Stored entries

● ● ● ● ● ● ●

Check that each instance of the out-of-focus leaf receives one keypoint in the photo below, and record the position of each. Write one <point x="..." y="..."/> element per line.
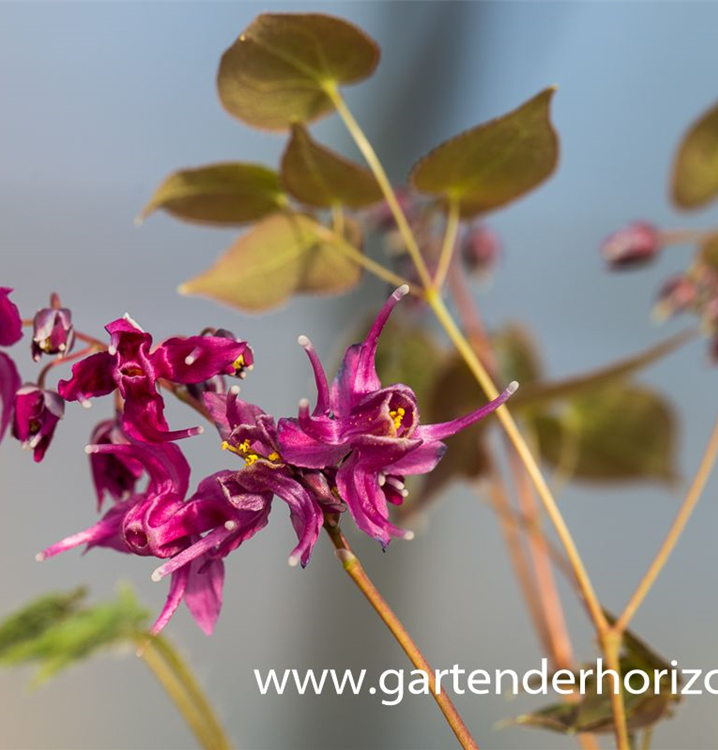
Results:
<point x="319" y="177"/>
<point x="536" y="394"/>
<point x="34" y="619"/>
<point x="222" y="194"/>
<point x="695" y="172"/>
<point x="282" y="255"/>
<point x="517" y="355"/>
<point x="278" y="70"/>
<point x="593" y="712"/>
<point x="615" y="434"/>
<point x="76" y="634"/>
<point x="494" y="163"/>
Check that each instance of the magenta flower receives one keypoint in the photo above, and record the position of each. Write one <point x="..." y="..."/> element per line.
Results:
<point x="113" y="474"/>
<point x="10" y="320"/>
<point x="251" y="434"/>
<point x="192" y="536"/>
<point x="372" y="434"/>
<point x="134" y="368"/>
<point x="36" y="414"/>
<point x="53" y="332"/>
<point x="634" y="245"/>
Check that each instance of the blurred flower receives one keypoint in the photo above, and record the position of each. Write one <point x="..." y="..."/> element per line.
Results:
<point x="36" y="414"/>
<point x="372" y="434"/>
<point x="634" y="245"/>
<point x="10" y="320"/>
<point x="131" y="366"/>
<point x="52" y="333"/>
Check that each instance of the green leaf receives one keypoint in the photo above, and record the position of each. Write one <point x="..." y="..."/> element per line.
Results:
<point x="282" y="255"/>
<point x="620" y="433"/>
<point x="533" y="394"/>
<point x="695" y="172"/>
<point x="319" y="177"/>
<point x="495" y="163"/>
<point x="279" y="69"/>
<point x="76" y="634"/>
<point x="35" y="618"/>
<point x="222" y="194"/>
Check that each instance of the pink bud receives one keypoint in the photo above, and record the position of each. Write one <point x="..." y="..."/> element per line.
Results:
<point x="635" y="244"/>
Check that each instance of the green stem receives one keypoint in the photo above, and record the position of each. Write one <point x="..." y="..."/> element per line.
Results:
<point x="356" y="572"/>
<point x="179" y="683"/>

● ● ● ● ● ● ●

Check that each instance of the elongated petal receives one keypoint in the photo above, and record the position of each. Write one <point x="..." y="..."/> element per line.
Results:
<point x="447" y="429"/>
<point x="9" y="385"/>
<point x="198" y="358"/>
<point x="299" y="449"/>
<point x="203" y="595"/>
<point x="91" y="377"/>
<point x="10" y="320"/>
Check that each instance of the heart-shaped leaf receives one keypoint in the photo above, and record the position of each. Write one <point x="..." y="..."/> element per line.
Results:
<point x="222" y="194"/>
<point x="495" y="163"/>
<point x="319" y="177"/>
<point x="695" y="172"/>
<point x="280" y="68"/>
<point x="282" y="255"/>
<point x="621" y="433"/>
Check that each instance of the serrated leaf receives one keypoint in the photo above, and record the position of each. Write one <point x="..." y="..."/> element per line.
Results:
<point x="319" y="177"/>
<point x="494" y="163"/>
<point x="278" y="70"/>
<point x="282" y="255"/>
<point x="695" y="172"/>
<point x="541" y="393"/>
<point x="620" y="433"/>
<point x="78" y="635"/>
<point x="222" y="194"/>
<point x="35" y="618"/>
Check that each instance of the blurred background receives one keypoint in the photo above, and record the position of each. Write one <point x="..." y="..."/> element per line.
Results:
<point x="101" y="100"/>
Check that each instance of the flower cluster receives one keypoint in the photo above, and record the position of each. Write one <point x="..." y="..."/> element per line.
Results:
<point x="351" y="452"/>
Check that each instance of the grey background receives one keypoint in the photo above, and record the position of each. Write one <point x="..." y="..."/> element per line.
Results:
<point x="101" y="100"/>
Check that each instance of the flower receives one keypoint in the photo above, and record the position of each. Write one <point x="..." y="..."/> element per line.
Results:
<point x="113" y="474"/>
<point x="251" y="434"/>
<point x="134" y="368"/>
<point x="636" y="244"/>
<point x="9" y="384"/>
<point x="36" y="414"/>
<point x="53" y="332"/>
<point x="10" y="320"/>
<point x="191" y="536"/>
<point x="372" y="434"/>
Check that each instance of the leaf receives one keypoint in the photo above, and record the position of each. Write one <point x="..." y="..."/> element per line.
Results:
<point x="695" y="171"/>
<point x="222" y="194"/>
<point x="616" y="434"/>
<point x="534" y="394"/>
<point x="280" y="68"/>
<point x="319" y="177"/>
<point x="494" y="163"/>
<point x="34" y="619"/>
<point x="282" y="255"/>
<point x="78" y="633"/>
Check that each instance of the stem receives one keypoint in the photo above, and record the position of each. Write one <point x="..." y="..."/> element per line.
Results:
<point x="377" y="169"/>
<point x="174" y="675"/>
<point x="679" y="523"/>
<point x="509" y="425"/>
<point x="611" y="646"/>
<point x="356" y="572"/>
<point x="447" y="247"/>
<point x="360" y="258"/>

● ● ● ● ● ● ●

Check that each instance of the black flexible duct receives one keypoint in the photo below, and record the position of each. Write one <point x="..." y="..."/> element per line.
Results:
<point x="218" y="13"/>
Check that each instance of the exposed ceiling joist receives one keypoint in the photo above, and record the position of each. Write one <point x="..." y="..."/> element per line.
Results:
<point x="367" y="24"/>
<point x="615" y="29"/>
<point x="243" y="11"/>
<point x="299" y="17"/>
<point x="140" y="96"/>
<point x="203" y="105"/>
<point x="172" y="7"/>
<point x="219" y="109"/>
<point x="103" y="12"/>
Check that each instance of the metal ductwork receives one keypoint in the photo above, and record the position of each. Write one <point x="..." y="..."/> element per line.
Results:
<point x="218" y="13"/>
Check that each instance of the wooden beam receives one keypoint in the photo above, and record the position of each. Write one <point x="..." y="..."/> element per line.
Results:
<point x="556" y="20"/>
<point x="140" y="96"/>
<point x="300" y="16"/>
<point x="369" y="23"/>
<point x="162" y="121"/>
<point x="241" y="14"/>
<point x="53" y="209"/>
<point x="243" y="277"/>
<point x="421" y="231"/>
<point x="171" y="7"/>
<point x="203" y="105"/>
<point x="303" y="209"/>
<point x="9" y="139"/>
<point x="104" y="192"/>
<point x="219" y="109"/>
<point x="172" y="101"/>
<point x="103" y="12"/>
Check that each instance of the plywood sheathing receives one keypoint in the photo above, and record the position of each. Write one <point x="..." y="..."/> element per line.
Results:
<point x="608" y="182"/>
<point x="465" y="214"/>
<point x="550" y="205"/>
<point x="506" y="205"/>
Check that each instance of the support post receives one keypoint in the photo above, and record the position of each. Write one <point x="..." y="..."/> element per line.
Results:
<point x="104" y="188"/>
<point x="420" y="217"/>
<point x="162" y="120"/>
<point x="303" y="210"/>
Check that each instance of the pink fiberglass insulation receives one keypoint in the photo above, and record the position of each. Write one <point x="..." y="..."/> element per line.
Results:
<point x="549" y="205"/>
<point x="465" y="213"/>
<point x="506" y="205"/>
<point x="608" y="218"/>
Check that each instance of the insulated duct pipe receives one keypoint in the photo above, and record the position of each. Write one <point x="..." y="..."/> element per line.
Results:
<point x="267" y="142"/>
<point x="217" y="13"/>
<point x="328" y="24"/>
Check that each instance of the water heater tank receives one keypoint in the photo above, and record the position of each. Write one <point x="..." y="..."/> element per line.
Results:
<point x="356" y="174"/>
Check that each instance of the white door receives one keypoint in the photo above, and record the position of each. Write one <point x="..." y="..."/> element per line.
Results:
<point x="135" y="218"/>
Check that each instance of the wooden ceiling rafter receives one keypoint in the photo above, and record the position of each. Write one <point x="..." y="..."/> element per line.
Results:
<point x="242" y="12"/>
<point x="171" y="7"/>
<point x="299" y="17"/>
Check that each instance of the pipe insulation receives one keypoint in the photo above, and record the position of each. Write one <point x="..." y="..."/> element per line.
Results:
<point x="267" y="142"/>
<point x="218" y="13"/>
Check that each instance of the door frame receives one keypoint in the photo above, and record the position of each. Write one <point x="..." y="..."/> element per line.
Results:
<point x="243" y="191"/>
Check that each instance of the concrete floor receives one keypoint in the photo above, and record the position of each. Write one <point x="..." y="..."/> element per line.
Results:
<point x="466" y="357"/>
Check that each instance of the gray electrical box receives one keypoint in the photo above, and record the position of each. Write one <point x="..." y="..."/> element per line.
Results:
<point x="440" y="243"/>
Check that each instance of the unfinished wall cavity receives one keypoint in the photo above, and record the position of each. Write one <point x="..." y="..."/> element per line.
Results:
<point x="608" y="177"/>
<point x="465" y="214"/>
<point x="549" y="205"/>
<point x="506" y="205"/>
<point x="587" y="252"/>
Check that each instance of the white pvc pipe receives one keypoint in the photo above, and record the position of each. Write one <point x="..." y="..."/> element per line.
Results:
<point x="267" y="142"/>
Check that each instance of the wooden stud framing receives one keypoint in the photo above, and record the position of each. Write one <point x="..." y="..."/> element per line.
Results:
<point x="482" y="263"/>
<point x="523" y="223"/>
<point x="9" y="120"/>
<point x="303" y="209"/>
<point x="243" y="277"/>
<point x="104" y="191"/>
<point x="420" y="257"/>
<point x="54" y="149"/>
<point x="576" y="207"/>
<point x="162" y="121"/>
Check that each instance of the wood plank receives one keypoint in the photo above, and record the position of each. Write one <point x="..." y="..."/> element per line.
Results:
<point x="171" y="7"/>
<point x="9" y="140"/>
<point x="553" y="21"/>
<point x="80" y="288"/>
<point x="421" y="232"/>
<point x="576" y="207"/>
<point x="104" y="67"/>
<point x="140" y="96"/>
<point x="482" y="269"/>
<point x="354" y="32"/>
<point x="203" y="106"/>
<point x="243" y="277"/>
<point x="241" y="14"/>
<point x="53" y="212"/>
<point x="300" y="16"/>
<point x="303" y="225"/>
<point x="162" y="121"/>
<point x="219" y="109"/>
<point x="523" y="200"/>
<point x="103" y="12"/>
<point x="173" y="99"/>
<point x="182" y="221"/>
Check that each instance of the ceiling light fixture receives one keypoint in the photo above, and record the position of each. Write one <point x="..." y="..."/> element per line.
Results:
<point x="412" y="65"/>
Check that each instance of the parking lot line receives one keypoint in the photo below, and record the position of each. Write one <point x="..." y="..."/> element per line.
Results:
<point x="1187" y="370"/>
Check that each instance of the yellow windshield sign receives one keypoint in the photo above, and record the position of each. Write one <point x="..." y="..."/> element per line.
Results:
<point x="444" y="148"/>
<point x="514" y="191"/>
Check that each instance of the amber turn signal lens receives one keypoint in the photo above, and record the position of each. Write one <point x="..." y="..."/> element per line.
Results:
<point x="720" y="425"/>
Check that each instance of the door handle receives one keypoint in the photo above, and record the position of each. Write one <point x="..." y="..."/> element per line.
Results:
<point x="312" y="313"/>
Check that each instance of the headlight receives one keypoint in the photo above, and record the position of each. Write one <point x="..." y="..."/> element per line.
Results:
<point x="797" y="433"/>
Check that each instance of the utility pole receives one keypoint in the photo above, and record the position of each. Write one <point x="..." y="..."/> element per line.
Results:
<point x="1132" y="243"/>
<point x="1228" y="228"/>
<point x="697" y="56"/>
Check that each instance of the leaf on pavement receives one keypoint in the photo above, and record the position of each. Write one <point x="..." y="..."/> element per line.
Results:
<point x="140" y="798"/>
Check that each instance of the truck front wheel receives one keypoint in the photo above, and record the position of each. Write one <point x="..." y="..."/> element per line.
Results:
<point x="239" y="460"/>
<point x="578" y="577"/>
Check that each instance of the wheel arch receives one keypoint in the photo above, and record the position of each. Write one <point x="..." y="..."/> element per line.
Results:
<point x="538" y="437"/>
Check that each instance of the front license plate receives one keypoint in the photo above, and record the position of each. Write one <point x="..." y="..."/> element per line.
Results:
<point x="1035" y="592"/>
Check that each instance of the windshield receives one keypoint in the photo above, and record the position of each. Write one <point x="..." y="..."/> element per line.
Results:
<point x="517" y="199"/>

● ● ● ● ● ● ●

Your instructions:
Your answer should consist only of the lines above between the line holding "Check that each instance of the leaf on" and the line holding "Check that each instance of the front", inclusive, each transcribed exactly.

Solution to the problem:
Check that each instance of the leaf on pavement receives one keypoint in the photo above, and record the position of each. Write one <point x="..." y="..."/> element per line.
Results:
<point x="140" y="798"/>
Check that each instance of the truck front wheel receives one keypoint in the photo above, and record the position of each. Write one <point x="..." y="..."/> element per line.
Results:
<point x="239" y="460"/>
<point x="578" y="577"/>
Check that each instance of the wheel arch receives one keypoint in the photo above, and record the position of each. Write one <point x="..." y="..."/> element per line.
Results:
<point x="538" y="437"/>
Check that each instance of the front license plate receives one keypoint in the photo above, and record the position of each. Write one <point x="..." y="..."/> element per line.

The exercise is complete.